Relief Granted Under the
Law:
- Eligible applicants
will apply directly for permanent residence, rather than
for temporary resident status.
- The Attorney
General is required to establish a process under which an
alien who has become eligible to apply for adjustment of
status as a result of the enactment of this law and who
is not physically present in the United States may apply
for such adjustment from outside of the country.
- Applicants who
submit a prima facie application under this law are
entitled to a stay of deportation, work authorization,
and permission to travel while their application is
pending.
- The limitation on
judicial review under IIRAIRA (Section 377) will not
apply to applicants under these modifications and they
will be entitled to the same review allowed by the 1986
laws.

▶ [Dataset extract]:
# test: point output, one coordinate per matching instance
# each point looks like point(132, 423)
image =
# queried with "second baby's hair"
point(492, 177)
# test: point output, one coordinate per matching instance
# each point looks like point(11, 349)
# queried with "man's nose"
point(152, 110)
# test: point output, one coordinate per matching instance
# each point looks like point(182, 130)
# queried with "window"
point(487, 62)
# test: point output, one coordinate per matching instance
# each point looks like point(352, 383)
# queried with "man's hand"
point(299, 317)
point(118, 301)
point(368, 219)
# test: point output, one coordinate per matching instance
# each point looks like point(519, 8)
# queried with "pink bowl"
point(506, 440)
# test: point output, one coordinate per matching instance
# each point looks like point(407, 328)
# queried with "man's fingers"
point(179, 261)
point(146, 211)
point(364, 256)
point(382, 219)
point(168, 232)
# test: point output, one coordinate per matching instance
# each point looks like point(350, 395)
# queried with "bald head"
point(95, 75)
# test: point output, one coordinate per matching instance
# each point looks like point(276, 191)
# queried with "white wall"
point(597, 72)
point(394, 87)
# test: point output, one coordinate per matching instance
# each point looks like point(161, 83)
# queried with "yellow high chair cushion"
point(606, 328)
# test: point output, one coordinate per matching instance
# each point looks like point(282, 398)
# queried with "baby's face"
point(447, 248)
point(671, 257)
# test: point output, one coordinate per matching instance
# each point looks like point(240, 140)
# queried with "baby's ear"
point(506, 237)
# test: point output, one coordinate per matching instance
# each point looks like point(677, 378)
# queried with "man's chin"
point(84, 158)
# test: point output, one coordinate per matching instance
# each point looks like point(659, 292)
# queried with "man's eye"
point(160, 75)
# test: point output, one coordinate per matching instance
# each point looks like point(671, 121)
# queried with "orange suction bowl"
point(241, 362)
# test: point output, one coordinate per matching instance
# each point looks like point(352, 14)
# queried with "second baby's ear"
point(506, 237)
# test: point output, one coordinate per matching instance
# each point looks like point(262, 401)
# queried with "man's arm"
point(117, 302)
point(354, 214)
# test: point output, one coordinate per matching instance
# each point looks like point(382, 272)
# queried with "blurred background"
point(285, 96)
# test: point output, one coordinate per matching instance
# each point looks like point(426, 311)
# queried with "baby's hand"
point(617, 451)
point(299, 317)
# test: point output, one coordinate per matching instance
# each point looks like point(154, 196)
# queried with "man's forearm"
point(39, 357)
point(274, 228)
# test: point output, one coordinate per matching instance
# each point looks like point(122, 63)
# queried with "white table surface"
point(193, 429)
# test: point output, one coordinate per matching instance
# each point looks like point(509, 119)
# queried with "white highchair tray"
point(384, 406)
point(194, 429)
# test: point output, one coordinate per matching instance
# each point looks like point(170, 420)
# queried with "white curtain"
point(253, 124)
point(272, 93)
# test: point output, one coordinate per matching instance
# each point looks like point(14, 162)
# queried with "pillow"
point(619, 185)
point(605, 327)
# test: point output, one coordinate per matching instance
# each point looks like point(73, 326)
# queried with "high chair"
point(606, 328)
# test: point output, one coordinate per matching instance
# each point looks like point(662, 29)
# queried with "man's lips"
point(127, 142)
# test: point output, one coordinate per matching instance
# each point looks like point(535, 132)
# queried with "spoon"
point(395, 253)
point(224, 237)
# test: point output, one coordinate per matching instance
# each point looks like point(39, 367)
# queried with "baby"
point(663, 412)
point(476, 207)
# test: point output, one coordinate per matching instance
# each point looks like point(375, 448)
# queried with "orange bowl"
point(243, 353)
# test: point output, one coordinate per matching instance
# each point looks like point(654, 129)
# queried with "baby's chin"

▶ [Problem details]:
Transcribe the passage on relief granted under the law from "Relief Granted Under" to "of the country.", without any changes.

▶ [Reply]:
Relief Granted Under the
Law:
- Eligible applicants
will apply directly for permanent residence, rather than
for temporary resident status.
- The Attorney
General is required to establish a process under which an
alien who has become eligible to apply for adjustment of
status as a result of the enactment of this law and who
is not physically present in the United States may apply
for such adjustment from outside of the country.